* TASK DESCRIPTION:
Extend the text below on the Our Lady of Lourdes church and the 1091 Main project, starting after its last sentence.

-- GIVEN TEXT follows --

For years, there were rumblings that the Our Lady of Lourdes church would never stand to see the rebirth of the city. As much as there were also talks that Ellicott Development was going to do the right thing, and save the structure, exposed window openings in the middle of winter signaled that that might not be the case. The race was on… who would win? Preservation? Or parking lot?
When Ellicott Development began demolishing nearby buildings, including the rectory and a school back in 2014, many people felt that the act didn’t bode well for the future of the church.
Then, back in June, new concept plans for the church were unveiled, which tied a new construction project to the historic structure. The plans showcased a significant development, along with the following details featured on BRO:
Concept Construction Corporation has been selected as the Construction Manager for a significant addition to the Medical Campus and General Contractor for Mercy Hospital’s cardiac care operating room expansion project.
At roughly $20 million, 1091 Main is a historic, adaptive reuse project by Ellicott Development located at the northeast corner of St. Paul and Main Street directly south of the former Our Lady Lourdes church. It offers a modern exterior with a range of materials selected to communicate an aesthetic connection to the adjacent historic church. At six stories in height, 1091 Main will include approximately 167,000 sq.ft. of retail and office space and include one level of underground parking for 50 vehicles. Ample additional parking will be available at the rear of the property.

-- GIVEN TEXT concluded --
-- ENTRIES SHOWN follows --

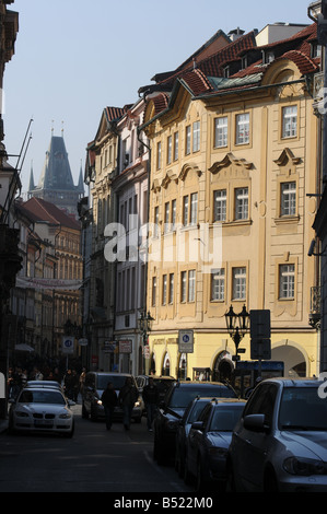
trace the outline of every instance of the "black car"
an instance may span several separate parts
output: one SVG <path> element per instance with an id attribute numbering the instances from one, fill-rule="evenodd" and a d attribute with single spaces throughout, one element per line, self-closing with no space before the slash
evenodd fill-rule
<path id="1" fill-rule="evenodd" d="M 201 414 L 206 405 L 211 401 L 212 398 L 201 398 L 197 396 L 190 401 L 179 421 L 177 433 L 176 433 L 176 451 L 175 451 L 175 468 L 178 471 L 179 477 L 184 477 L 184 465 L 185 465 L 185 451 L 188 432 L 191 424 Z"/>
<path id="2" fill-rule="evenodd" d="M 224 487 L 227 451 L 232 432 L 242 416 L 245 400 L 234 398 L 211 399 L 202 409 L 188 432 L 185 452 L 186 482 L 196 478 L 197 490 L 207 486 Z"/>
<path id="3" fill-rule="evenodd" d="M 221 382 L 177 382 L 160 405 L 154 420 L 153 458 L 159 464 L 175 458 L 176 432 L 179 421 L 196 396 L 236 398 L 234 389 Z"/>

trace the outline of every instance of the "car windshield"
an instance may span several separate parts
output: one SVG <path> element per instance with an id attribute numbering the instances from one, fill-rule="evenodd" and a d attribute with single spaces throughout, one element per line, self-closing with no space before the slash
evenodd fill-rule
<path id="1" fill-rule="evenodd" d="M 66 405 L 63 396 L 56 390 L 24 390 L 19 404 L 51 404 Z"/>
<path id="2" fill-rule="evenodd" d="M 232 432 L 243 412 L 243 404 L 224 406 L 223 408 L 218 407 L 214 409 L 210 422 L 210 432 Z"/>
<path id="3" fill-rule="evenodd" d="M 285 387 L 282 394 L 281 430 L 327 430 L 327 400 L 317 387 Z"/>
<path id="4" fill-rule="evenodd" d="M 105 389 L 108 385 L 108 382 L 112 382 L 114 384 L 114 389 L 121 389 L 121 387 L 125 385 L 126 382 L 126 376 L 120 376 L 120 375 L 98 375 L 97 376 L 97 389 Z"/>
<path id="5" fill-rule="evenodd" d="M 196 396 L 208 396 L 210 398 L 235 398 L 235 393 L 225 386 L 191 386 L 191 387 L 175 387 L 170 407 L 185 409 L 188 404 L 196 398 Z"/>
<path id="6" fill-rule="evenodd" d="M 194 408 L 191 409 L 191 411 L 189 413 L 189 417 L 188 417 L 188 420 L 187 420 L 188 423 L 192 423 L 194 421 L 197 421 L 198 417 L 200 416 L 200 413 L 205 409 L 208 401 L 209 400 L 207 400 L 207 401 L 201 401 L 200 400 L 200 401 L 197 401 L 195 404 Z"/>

-- ENTRIES SHOWN concluded --

* YOUR RESPONSE:
The new building will internally connect with the former Our Lady Lourdes church by way of a connecting two-story winter garden. The historic Our Lady Lourdes church will undergo an adaptive restoration in conjunction with the development of 1091 Main. The former church will be transformed into a vibrant mix of retail, restaurant, commercial office and residential uses. Two additional floors will be constructed within the open cathedral nave producing approximately 14,000 sq.ft. over three floors.
It might have taken a while to get going, and a couple of buildings were lost along the way, but this project at 1091 Main signals a new day for this corner. Work is underway on the church. For years, the preservation-minded community called for the window openings of the church to be boarded up and secured. Years earlier, the churches stained glass windows had been ransacked, leaving the building exposed to the elements. Thankfully, preservationists boarded up the openings, but eventually Mother Nature got the best of them, which is when people began to wonder if we would see the same demolition by neglect that we saw with St. Mary’s on the Hill on Niagara Street. Fortunately, that is not the case, or we would have another parking lot on Main Street, just like this one on Niagara Street.